(Records)

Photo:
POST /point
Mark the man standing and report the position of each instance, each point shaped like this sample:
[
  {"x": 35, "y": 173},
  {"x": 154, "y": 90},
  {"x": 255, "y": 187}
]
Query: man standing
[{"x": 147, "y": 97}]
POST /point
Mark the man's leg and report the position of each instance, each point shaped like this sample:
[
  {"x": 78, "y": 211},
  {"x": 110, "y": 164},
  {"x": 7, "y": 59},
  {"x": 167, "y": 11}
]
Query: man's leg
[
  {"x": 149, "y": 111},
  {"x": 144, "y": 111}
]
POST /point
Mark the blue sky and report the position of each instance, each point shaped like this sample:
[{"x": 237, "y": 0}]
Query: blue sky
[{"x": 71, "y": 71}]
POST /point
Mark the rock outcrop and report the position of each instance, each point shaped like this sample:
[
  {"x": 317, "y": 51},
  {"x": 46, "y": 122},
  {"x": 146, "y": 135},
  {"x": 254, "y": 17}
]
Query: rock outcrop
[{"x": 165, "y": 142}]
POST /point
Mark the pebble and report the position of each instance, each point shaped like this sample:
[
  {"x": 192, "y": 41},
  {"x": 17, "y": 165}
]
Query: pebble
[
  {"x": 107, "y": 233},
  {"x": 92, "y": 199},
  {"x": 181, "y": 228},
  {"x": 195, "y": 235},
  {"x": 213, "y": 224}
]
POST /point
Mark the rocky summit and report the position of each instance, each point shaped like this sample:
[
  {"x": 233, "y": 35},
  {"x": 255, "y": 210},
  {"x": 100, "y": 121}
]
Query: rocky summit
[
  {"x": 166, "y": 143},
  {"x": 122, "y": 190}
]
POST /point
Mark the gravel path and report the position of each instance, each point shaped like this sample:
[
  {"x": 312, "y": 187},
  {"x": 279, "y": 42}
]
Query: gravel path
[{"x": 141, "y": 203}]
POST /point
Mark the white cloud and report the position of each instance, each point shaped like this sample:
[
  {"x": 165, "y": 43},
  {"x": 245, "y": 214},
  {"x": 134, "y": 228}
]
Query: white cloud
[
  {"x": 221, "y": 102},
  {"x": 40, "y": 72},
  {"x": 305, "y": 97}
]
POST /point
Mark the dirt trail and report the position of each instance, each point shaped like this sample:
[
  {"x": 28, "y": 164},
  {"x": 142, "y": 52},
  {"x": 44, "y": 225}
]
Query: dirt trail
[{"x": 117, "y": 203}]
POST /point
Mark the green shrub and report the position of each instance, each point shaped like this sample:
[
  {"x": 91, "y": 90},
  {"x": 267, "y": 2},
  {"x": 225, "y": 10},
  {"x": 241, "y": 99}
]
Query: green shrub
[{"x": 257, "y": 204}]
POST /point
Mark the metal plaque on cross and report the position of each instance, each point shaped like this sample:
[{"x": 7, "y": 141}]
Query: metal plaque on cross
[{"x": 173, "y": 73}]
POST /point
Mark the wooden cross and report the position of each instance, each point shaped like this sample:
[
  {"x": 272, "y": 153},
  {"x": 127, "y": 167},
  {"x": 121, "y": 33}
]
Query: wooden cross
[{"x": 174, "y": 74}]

(End Records)

→ **Prompt**
Recopy all of the records verbatim.

→ **Answer section**
Photo:
POST /point
Mark the man standing and report the position of each instance, each point shaped like this sample:
[
  {"x": 35, "y": 173},
  {"x": 154, "y": 90},
  {"x": 255, "y": 187}
]
Query: man standing
[{"x": 147, "y": 97}]
POST /point
Mark the man's leg and report the position of each instance, each point shaped like this sample:
[
  {"x": 78, "y": 211},
  {"x": 110, "y": 164},
  {"x": 7, "y": 59},
  {"x": 167, "y": 11}
]
Query: man's leg
[
  {"x": 149, "y": 111},
  {"x": 144, "y": 111}
]
POST /point
Mark the blue sky and report the position of each instance, each point shaped like this sample:
[{"x": 237, "y": 0}]
Query: blue sky
[{"x": 71, "y": 71}]
POST /point
Mark the rock outcrop and report the position of each instance, each point shaped like this sample:
[
  {"x": 317, "y": 51},
  {"x": 46, "y": 122},
  {"x": 146, "y": 135},
  {"x": 254, "y": 17}
]
Query: rock outcrop
[{"x": 165, "y": 142}]
POST /point
Mark the pebble and report the position of each instance, each point shaped like this sample:
[
  {"x": 192, "y": 41},
  {"x": 17, "y": 165}
]
Query: pebble
[
  {"x": 107, "y": 233},
  {"x": 92, "y": 199},
  {"x": 181, "y": 228},
  {"x": 195, "y": 235},
  {"x": 213, "y": 224}
]
POST /point
Mark the rocky summit and report the position of each instance, each point shaped like this sample:
[
  {"x": 233, "y": 35},
  {"x": 255, "y": 210},
  {"x": 100, "y": 121}
]
Query: rocky summit
[
  {"x": 166, "y": 143},
  {"x": 122, "y": 190}
]
POST /point
Mark the gravel path and report the position of each instance, each point shaped like this sample:
[
  {"x": 312, "y": 187},
  {"x": 279, "y": 42}
]
Query: gravel path
[{"x": 141, "y": 203}]
POST /point
Mark the white cloud and report the position of each instance, each point shaped like this sample:
[
  {"x": 165, "y": 43},
  {"x": 245, "y": 214},
  {"x": 134, "y": 228}
]
Query: white cloud
[
  {"x": 221, "y": 102},
  {"x": 40, "y": 72},
  {"x": 305, "y": 97}
]
POST /point
Mark the dirt trail and report the position of each instance, each point shaped like this sample:
[
  {"x": 28, "y": 164},
  {"x": 142, "y": 52},
  {"x": 44, "y": 225}
]
Query: dirt trail
[{"x": 117, "y": 203}]
POST /point
Mark the green shrub and report the position of each instance, each point shaped like this sample:
[
  {"x": 91, "y": 90},
  {"x": 267, "y": 2},
  {"x": 225, "y": 10},
  {"x": 241, "y": 99}
]
Query: green shrub
[{"x": 257, "y": 204}]
POST /point
Mark the metal plaque on cross and report the position of each instance, each point shaped like this sample:
[{"x": 7, "y": 141}]
Query: metal plaque on cross
[{"x": 173, "y": 73}]
POST /point
Mark the wooden cross and report the position of each instance, each point shaped like this sample:
[
  {"x": 272, "y": 153},
  {"x": 127, "y": 167},
  {"x": 121, "y": 33}
]
Query: wooden cross
[{"x": 174, "y": 74}]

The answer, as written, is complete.